* Goal:
Which lines in the entries below contain the string "above", with case counting? Pick out each such line and copy it.

* Data:
## start

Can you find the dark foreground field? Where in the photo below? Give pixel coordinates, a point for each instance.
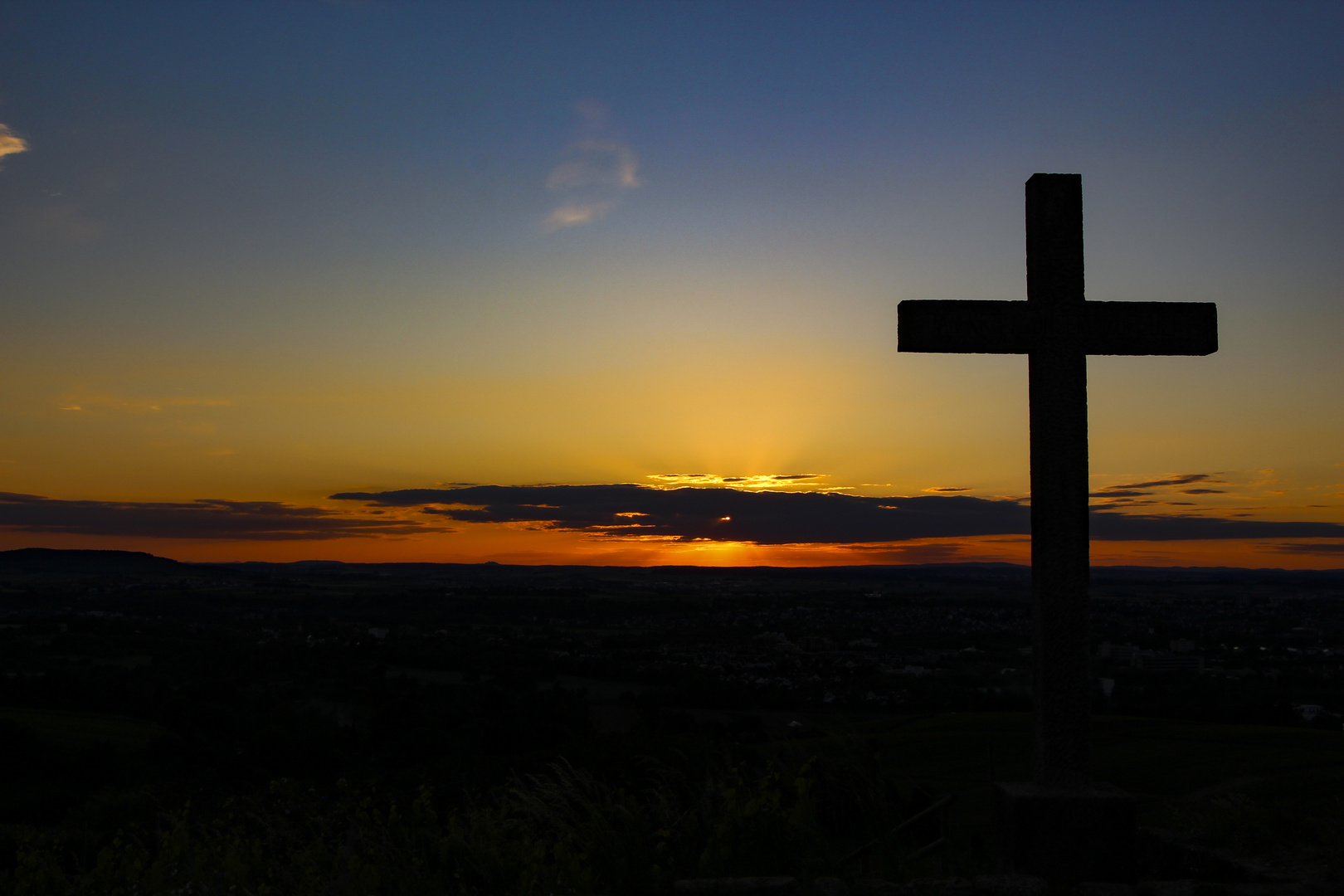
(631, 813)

## end
## start

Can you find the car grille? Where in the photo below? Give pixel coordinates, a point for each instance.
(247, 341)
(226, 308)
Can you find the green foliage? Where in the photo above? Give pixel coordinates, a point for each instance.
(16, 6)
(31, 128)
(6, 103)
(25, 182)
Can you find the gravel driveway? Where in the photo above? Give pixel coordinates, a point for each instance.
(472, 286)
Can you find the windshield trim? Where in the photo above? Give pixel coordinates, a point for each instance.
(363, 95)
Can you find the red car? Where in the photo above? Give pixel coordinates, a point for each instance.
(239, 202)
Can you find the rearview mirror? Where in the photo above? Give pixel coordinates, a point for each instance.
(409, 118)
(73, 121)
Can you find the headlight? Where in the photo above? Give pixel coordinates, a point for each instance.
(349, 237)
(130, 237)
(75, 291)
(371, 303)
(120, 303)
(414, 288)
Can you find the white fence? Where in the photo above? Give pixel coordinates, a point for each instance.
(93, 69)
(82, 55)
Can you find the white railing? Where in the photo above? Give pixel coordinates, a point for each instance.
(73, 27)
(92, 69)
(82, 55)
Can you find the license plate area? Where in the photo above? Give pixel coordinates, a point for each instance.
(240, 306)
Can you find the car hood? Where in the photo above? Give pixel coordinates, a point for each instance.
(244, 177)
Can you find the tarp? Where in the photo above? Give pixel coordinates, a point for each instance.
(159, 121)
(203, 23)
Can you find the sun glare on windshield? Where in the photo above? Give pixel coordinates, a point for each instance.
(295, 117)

## end

* Response to this exercise:
Can you find the green foliage? Where in the photo above? Give pixel coordinates, a point for each instance.
Can you find the gravel driveway? Where in the photo above? Give pixel coordinates, a point for each instance.
Can you find the windshield trim? Where in the photo above? Give pixel coordinates, a point for each instance.
Can you find the red car? Where in the photo above? Give pixel coordinates, a point for each instance.
Can you find the rearview mirror? Where in the photo above? Give pixel coordinates, a point for each instance.
Can you find the headlight? Where in the photo above? Give pixel coordinates, a point for each instance.
Can you find the white fence? Where in the photo above? Give pixel coordinates, a point for each instance.
Can you find the white railing? Where in the photo above? Give pixel coordinates, a point for each instance.
Can you find the license plate area? Where in the photo above? Give pixel coordinates, a point for each instance.
Can you find the car hood? Where in the photo above? Give pixel coordinates, a point for each instance.
Can you find the tarp? Where in the photo above? Give pixel coordinates, a point for each instance.
Can you find the sun glare on windshield? Where in the photo above? Give pixel coordinates, a point for each instance.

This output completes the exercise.